-- Start of Dataset excerpts --

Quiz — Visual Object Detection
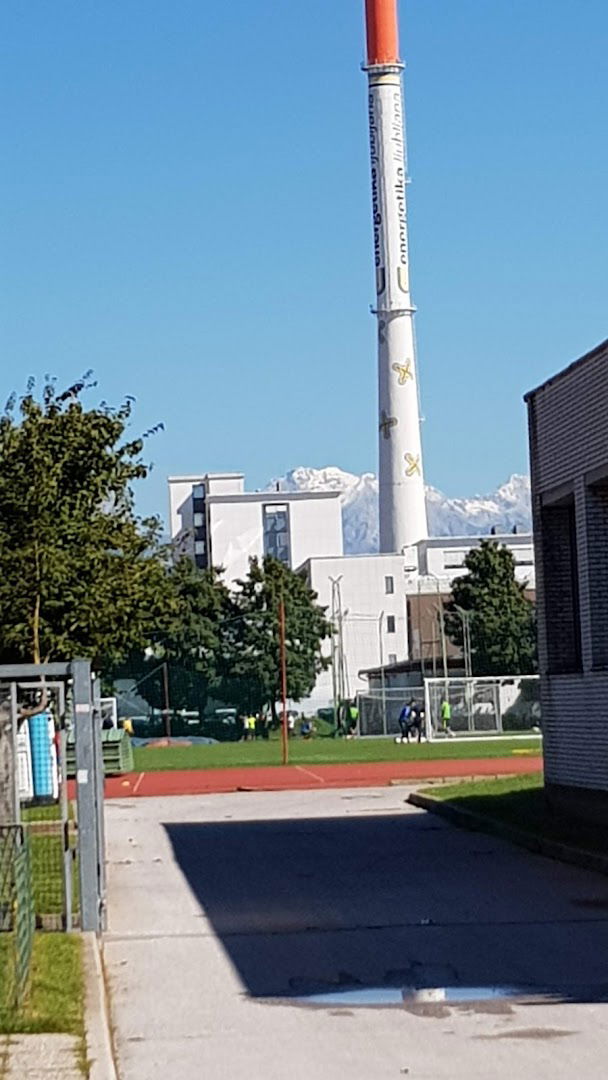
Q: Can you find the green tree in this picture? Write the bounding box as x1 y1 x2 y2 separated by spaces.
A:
0 376 173 664
128 558 232 712
445 540 536 675
224 557 330 720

-- End of Dataset excerpts --

# Exercise task:
Reproduce the listing above word for word, leaving out the pictures.

# Exercise result:
Quiz — Visual Object Detection
Q: Can you find the green tree in this picture? Write the bounding box as x1 y1 x2 y2 separated by spaces.
A:
0 376 173 664
128 558 232 712
445 540 536 675
224 557 330 720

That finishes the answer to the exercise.